Work to be completed -
Give every entry again, unchanged, and leave its images out.

------------------------------------------------------------

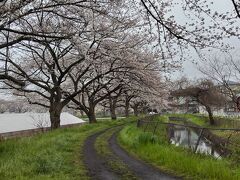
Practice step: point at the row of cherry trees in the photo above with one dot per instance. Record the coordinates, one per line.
(74, 53)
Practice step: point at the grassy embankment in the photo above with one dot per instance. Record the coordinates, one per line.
(221, 122)
(177, 160)
(113, 162)
(53, 155)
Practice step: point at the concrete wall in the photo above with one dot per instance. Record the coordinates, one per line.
(31, 132)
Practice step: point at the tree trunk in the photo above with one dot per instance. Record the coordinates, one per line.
(91, 115)
(55, 113)
(210, 115)
(135, 110)
(127, 109)
(112, 103)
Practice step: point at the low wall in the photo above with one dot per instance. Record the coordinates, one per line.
(31, 132)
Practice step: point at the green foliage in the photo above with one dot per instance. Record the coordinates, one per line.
(116, 164)
(52, 155)
(174, 159)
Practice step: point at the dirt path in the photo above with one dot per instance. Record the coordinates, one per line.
(96, 165)
(98, 168)
(140, 168)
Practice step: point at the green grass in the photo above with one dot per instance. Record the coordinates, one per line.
(113, 162)
(177, 160)
(53, 155)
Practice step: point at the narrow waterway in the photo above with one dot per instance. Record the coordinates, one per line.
(187, 137)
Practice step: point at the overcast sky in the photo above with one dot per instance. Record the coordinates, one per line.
(189, 68)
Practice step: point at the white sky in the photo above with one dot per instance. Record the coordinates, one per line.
(190, 69)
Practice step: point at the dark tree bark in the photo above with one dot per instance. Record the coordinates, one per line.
(210, 115)
(55, 113)
(135, 110)
(112, 102)
(91, 114)
(127, 108)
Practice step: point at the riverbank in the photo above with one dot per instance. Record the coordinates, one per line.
(178, 160)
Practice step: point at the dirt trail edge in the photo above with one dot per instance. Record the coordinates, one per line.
(141, 169)
(97, 167)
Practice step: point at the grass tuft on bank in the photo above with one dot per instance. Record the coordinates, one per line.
(175, 160)
(52, 155)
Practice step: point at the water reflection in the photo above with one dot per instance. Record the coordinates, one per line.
(186, 137)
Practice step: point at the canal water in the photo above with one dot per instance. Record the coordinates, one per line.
(187, 137)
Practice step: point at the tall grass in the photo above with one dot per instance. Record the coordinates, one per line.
(173, 159)
(53, 155)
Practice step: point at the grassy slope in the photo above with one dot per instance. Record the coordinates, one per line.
(113, 162)
(175, 159)
(203, 121)
(53, 155)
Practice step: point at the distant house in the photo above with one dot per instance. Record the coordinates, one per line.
(180, 104)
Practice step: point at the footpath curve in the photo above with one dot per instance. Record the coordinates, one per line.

------------------------------------------------------------

Written response -
Practice step: point at the row of cherry trees in the photo above with one dot per instance. Record the coordinates, one per line.
(74, 53)
Practice step: point at the grassy embankment in the photo above with one dot per instance. Record the coordinates, one per line.
(221, 122)
(177, 160)
(113, 162)
(53, 155)
Practice step: point at the concrete wall in the photo above with one dot per instance. Record the coordinates, one per line.
(31, 132)
Practice step: point at the tree trunk in the photo above with one dot per instance. Record the coordinates, one per line.
(91, 115)
(55, 113)
(210, 115)
(135, 110)
(127, 109)
(112, 103)
Practice step: point at the low wall in the photo above with one dot per instance. Record the coordinates, one per line.
(31, 132)
Practice step: point at the green foliage in the photo above with one dot per instance. Record the coordinates, one per line.
(116, 164)
(52, 155)
(174, 159)
Practice step: point at the dirt path in the photo above with one dot per instance. Record the coordinates, one per line.
(96, 165)
(98, 168)
(140, 168)
Practice step: point at the green grass in the photo above with one dot per instance. Record the coordinates, one per line.
(113, 162)
(177, 160)
(53, 155)
Practice step: point at the narrow waterway in the photo above with one dot per instance. Record the coordinates, one per line.
(187, 137)
Practice step: point at the overcast sky in the photo above with one dot per instance. Record the coordinates, one per line.
(189, 68)
Practice step: point at the white sky in the photo above with one dot per instance. Record the coordinates, one per line.
(190, 69)
Practice step: point at the dark tree bark in the photo above with one dot per instance. Record the coordinates, one per line.
(210, 115)
(55, 113)
(135, 110)
(112, 102)
(91, 114)
(127, 108)
Practice step: point at the riverbank in the photo above with one dot per instance. Record the coordinates, one per line.
(178, 160)
Practice step: point at the dirt trail edge in the photo above with one dot per instance. Record the coordinates, one per line.
(141, 169)
(97, 167)
Practice step: point at the grass tuft on bank in the photo above with one dot per instance. Record the coordinates, one per line.
(175, 160)
(52, 155)
Practice step: point at the water reflection in the photo above with one dot per instance. Record the coordinates, one per line.
(186, 137)
Practice step: point at the canal water in the photo above with one dot per instance. Record the coordinates, one per line.
(187, 137)
Practice step: point at the tall grass in the photo above with one dot per instance. Record the coordinates, one per line.
(173, 159)
(53, 155)
Practice step: point at the grassy slope in the photo above with one dot per instance. Record the coordinates, one per line.
(113, 162)
(175, 159)
(203, 121)
(53, 155)
Practice step: point at the distant house in the photo above with one dot per instance. Record the coordinates, one per line.
(180, 104)
Practice step: point at the footpath curve in the photo above with one dot per instance. Record the coordinates, one per line.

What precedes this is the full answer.